• **SELECCIÓN**
▼

Opinión /

Políticos y empresarios para un momento histórico


Martes, 5 de julio de 2011
Carlos Dada

Políticos y empresarios para un momento histórico

Por Carlos Dada

El Faro

El Salvador ha sido siempre un país muy dinámico. La pequeña extensión de su territorio, su vulnerabilidad, el hacinamiento de su población y las dramáticas desigualdades lo mantienen siempre en una ebullición que va generando dinámicas sociales y nuevas necesidades de cambios políticos y económicos.

Tradicionalmente, los últimos en admitir estos movimientos han sido los empresarios y los administradores del Estado, es decir los políticos que mantienen una cuota importante de poder. Durante buena parte del Siglo pasado, los empresarios agrícolas y agroindustriales eran prácticamente los propietarios de este Estado, que les garantizaba sus privilegios y dictaba las medidas necesarias; y los militares se encargaban de lo segundo.

Tardaron mucho, ambos, en darse cuenta de que ya no podían seguir cerrando los espacios políticos a la oposición ni los derechos civiles a la ciudadanía. El partido en el gobierno cometió fraude tras fraude electoral, con el abrazo y el apoyo de los empresarios, impidiendo que la oposición democrática, que se sometía a las reglas del juego, tuviera alguna oportunidad real de ganar. Un buen día despertaron con un movimiento revolucionario al que quisieron hacer frente con los métodos de siempre: la represión y los estados de emergencia. Tras el golpe de 1979, la oposición democrática compartió el poder con los militares, pero ante las primeras medidas de transformación estructural se respondió con el boicot empresarial;  y con la negación militar a someterse a un poder civil.

Con la paz, los revolucionarios pasaron de transgresores a miembros prominentes del sistema político; los militares se retiraron a los cuarteles y los empresarios continuaron resguardando sus privilegios y el acceso privilegiado al Estado (no pocas veces también la manipulación del mismo). El Salvador, en paz, se reconoció entonces como un país con población joven, lleno de armas y sin recursos para una verdadera transformación económica y social. El Estado, previo acuerdo de las cúpulas partidarias, fundó y refundó instituciones más acordes con las nuevas realidades políticas, con los candados y la vigilancia recíproca y necesaria de los polos para evitar que uno de los actores pudiera imponer solo su voluntad.

Pero de eso ya pasaron dos décadas, y el país se ha movido mucho desde entonces. Ahora vive una realidad distinta y vuelve a enfrentar la necesidad de cambio impuesta por una realidad, que nunca es estática, con unos líderes políticos y empresariales que mantienen una visión obsoleta y que se resisten a admitir que tienen que ceder privilegios y asumir transformaciones y cambios de reglas. Hoy incluso los rebeldes de ayer defienden y se aferran al sistema con un conservadurismo anacrónico.

▲

(Registros anotados de coordenadas)
▼

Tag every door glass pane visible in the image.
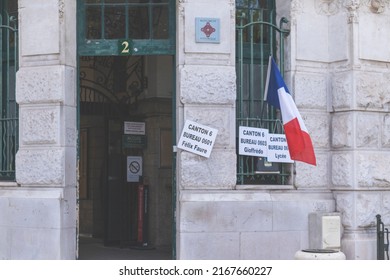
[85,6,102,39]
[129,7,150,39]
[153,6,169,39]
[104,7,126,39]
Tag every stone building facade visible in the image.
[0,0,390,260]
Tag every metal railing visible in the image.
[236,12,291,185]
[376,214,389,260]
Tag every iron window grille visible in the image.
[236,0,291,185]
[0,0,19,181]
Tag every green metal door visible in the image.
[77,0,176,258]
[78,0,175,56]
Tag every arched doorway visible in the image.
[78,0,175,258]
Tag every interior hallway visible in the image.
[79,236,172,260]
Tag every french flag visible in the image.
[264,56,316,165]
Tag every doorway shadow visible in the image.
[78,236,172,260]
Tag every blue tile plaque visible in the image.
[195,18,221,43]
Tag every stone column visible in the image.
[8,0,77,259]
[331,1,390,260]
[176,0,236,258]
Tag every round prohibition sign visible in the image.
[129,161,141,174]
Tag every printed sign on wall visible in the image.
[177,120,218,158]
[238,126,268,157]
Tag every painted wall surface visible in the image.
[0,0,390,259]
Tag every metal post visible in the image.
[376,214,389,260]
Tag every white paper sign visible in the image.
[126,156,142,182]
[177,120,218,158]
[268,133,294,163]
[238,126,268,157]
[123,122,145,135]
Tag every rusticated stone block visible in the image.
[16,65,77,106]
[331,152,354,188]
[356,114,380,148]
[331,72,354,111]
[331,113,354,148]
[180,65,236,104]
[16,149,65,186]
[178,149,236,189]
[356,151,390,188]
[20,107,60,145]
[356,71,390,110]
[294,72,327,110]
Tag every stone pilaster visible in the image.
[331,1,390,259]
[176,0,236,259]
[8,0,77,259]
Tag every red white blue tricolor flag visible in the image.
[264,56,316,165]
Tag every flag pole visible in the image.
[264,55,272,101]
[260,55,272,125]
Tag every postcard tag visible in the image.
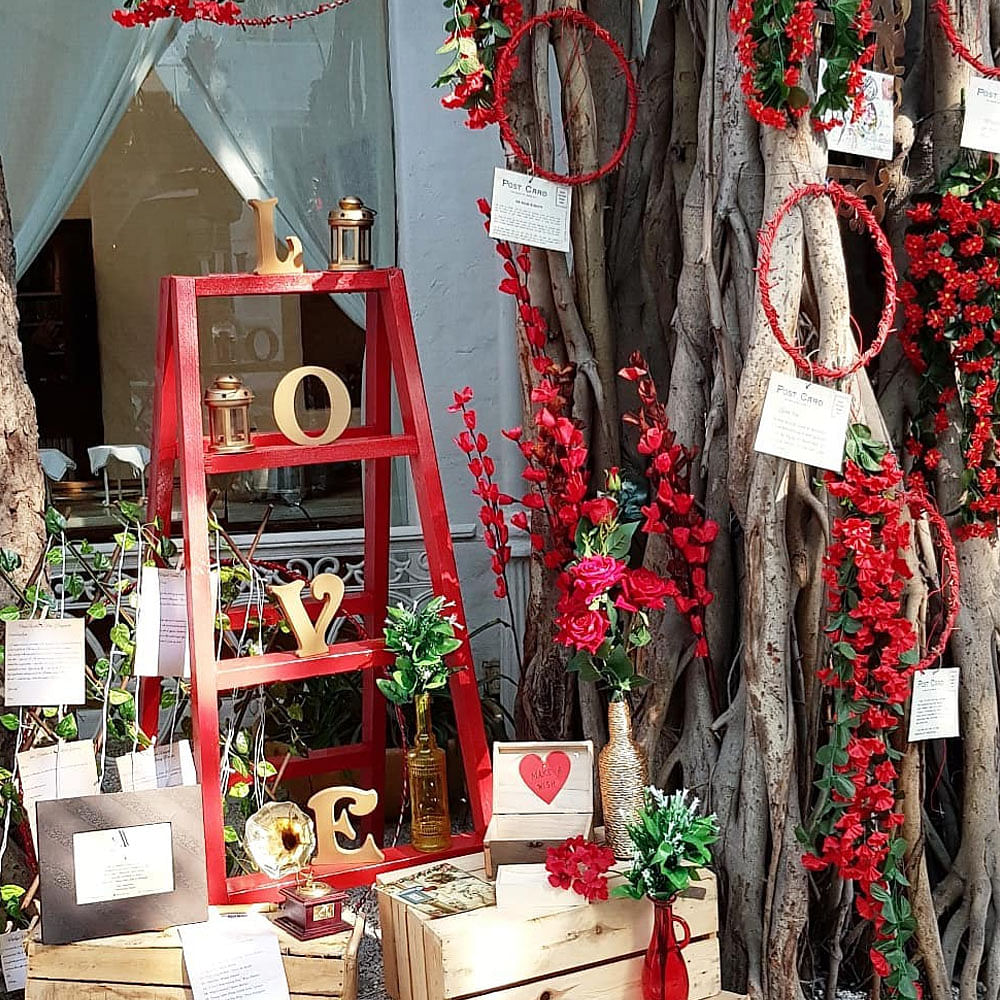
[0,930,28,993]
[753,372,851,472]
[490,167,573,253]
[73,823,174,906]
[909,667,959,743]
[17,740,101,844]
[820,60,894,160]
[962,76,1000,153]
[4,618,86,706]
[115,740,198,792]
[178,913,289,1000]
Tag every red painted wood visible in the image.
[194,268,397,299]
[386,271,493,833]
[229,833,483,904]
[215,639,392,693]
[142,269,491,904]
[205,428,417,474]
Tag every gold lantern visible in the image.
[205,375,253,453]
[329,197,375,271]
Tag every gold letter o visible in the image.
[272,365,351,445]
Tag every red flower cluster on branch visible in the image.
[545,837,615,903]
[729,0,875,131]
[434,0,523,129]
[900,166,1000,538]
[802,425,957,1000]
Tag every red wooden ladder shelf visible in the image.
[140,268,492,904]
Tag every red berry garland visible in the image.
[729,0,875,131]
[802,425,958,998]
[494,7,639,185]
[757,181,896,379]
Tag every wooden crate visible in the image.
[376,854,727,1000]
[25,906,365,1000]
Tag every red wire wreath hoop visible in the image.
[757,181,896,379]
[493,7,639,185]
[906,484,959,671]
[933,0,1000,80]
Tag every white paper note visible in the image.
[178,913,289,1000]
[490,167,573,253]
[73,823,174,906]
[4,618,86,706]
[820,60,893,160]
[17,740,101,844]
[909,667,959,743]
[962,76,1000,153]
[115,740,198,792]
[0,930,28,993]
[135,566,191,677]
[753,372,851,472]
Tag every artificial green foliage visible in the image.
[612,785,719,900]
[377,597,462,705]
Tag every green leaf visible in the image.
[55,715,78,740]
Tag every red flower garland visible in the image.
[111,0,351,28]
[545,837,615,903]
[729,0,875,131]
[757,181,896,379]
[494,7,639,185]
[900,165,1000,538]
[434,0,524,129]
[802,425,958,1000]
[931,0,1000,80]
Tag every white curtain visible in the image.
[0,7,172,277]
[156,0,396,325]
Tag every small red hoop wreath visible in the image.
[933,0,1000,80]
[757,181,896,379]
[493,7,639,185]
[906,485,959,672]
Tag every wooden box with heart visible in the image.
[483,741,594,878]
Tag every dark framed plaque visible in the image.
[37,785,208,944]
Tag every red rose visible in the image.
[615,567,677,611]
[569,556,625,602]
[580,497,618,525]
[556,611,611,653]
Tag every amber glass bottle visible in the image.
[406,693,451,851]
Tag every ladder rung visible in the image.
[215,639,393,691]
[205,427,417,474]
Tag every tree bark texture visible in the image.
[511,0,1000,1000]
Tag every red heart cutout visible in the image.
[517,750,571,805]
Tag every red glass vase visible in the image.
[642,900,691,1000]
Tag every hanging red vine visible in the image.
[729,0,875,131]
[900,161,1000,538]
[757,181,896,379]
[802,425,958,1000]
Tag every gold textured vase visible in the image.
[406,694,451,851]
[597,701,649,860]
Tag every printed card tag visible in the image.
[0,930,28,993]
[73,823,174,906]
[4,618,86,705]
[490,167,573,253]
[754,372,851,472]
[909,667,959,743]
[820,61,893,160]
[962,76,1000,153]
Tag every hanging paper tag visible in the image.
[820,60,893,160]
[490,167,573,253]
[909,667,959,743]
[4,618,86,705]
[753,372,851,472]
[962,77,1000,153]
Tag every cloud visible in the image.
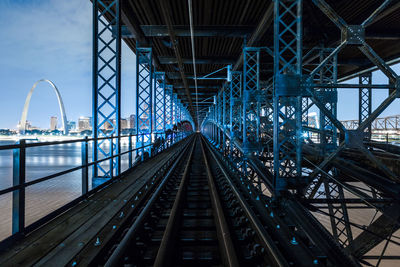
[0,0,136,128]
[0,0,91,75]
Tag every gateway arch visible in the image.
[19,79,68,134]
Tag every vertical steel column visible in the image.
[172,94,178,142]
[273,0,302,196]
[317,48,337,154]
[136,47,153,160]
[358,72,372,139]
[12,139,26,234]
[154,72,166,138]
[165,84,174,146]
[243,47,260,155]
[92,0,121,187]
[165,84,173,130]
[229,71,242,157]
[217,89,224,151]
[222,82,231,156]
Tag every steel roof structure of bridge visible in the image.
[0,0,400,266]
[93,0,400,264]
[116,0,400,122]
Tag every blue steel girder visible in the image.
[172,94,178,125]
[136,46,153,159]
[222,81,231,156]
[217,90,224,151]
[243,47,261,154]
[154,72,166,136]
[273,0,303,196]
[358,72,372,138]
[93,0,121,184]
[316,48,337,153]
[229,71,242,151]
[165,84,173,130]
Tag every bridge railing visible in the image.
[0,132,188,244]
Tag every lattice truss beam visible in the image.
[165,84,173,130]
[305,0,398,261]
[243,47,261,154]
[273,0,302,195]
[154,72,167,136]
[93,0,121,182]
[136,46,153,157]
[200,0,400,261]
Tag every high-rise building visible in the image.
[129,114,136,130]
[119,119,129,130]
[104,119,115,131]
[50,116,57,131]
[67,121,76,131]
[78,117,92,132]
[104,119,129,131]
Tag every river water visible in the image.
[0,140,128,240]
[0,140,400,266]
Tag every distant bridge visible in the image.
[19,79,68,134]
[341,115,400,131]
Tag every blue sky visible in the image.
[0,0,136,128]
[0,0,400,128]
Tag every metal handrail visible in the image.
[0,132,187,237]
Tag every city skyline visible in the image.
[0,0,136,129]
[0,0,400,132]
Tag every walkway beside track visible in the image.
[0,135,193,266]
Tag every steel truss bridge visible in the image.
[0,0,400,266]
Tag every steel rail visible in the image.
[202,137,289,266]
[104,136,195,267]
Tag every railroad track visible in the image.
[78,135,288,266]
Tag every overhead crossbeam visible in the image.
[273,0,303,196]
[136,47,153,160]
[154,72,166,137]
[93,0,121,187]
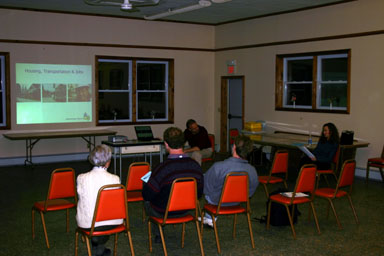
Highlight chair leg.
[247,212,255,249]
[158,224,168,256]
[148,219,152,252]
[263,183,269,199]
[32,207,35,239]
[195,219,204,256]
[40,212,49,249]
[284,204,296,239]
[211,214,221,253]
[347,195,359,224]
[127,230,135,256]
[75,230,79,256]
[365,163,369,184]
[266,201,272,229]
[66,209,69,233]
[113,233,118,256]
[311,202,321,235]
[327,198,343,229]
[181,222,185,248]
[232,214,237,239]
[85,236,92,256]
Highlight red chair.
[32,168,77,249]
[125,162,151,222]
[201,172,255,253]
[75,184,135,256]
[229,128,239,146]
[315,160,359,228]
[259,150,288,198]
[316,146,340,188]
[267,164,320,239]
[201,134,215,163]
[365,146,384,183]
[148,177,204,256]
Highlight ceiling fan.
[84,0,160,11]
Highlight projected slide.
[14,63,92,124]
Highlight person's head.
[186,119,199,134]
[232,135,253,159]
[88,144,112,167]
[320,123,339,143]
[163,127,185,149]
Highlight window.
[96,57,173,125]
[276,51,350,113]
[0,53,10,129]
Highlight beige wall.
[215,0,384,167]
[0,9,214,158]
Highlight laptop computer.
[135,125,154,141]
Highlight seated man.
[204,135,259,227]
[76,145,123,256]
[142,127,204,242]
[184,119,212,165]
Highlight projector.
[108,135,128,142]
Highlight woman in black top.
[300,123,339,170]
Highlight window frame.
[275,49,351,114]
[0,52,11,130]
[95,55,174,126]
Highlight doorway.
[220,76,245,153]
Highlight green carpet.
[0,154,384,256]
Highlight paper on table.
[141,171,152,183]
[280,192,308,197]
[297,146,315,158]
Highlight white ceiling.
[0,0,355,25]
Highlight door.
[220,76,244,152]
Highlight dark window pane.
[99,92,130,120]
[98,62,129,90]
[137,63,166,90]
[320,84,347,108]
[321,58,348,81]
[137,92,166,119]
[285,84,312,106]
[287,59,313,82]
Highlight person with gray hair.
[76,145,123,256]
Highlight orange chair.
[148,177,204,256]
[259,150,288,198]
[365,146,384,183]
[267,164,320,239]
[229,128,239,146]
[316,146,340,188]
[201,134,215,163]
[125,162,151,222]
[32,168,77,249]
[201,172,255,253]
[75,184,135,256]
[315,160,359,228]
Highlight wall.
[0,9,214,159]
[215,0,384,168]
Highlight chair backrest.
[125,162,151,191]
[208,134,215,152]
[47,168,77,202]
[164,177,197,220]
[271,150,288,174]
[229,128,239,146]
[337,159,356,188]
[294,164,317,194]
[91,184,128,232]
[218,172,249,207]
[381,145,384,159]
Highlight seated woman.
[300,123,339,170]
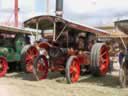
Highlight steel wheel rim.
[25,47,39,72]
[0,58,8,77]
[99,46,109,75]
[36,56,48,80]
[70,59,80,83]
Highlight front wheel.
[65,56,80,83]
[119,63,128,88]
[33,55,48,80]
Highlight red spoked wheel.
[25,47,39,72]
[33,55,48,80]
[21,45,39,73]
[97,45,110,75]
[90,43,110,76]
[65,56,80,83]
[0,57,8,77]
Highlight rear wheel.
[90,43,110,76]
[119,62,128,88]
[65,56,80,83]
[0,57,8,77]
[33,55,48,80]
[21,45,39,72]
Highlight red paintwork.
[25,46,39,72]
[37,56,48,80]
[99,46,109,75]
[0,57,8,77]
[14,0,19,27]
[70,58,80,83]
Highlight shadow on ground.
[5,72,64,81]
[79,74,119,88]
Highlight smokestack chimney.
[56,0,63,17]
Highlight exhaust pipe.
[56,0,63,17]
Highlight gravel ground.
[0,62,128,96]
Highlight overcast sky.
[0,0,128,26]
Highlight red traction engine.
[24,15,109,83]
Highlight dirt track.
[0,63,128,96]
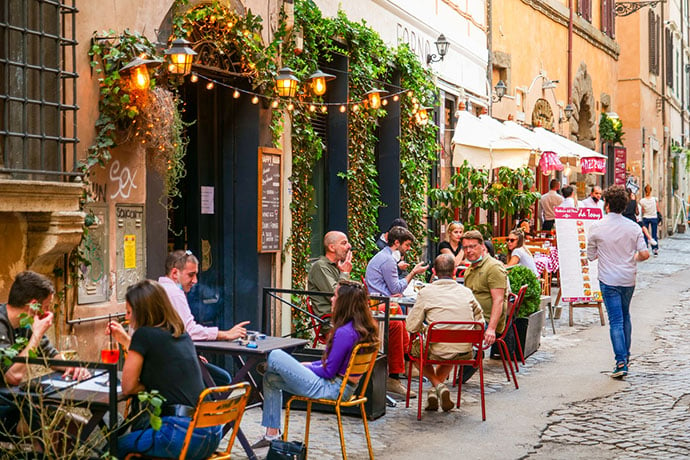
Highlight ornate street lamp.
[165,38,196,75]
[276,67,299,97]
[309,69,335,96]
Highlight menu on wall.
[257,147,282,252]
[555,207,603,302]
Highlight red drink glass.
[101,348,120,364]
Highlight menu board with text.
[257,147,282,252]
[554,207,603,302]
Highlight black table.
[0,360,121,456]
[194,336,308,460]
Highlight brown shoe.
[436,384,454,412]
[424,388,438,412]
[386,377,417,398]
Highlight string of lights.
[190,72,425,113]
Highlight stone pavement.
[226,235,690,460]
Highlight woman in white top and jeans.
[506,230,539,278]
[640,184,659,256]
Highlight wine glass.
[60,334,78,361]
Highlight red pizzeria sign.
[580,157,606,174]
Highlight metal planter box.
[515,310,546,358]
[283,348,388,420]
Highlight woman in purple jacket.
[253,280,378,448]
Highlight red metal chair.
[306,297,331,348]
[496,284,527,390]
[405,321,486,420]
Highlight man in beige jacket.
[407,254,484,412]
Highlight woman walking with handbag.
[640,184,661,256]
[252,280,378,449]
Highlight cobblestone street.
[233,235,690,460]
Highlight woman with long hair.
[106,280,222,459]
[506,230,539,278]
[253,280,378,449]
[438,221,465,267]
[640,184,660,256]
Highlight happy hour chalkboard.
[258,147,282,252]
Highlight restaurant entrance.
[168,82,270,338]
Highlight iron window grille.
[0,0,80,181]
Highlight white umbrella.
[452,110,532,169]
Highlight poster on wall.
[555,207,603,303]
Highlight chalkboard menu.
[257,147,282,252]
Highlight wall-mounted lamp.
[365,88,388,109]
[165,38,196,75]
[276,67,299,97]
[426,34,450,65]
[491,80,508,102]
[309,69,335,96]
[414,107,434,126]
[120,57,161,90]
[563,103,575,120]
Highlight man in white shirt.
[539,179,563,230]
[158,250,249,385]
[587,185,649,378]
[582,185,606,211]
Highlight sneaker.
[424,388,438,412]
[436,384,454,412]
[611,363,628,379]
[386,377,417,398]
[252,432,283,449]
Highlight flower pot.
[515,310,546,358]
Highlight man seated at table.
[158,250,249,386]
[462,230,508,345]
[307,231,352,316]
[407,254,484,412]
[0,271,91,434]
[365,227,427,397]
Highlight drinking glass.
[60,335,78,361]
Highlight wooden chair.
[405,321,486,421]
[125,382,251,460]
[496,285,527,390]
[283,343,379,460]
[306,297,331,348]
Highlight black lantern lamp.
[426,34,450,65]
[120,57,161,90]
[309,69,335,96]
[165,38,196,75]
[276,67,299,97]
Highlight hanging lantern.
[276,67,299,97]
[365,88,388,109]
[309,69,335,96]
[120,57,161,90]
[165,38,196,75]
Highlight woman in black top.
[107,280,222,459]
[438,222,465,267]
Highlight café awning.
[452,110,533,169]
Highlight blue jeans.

▲

• **TAREAS ESCRITAS**
(a) Responde estas preguntas sobre el artículo de opinión acerca de El Salvador:
(i) ¿Quiénes eran prácticamente los propietarios del Estado durante buena parte del siglo pasado?
(ii) ¿Con qué métodos quisieron hacer frente al movimiento revolucionario?
(iii) Con la paz, ¿adónde se retiraron los militares?
(b) Prosigue el artículo de opinión acerca de El Salvador a partir de su última oración.

• **RESULTADOS POR TAREA**
(a)
(i) Los empresarios agrícolas y agroindustriales.
(ii) Con la represión y los estados de emergencia.
(iii) A los cuarteles.

(b)
Al centro de la confrontación plantada por la Asamblea y el Ejecutivo a la Sala de lo Constitucional se encuentra en realidad el hecho de que los magistrados tocaron el punto medular del sistema. No fueron las sentencias contra algunas empresas (las gremiales empresariales se han posicionado sin ambajes en apoyo a la Sala) ni contra los medios de comunicación. Fueron las sentencias en materia electoral las que desataron la reacción impulsiva, visceral, de partidos y del Presidente.

La Sala de lo Constitucional les quitó el control exclusivo del sistema electoral y de las reglas del juego. Ahora los partidos ven amenazado eso: su monopolio y su arbitraje en el juego electoral. Ahora los potenciales candidatos presidenciales ven con preocupación que sus cálculos electorales estaban siendo manejados pensando en unos tiempos y un escenario electoral que los magistrados están modificando.

Independientemente de si sus preocupaciones son legítimas, y ciertamente muchas de ellas lo son, su reacción no ha sido racional. Ha sido la prepotencia del poderoso que se ve amenazado. Ha sido el pulso, el desafío, el atropello.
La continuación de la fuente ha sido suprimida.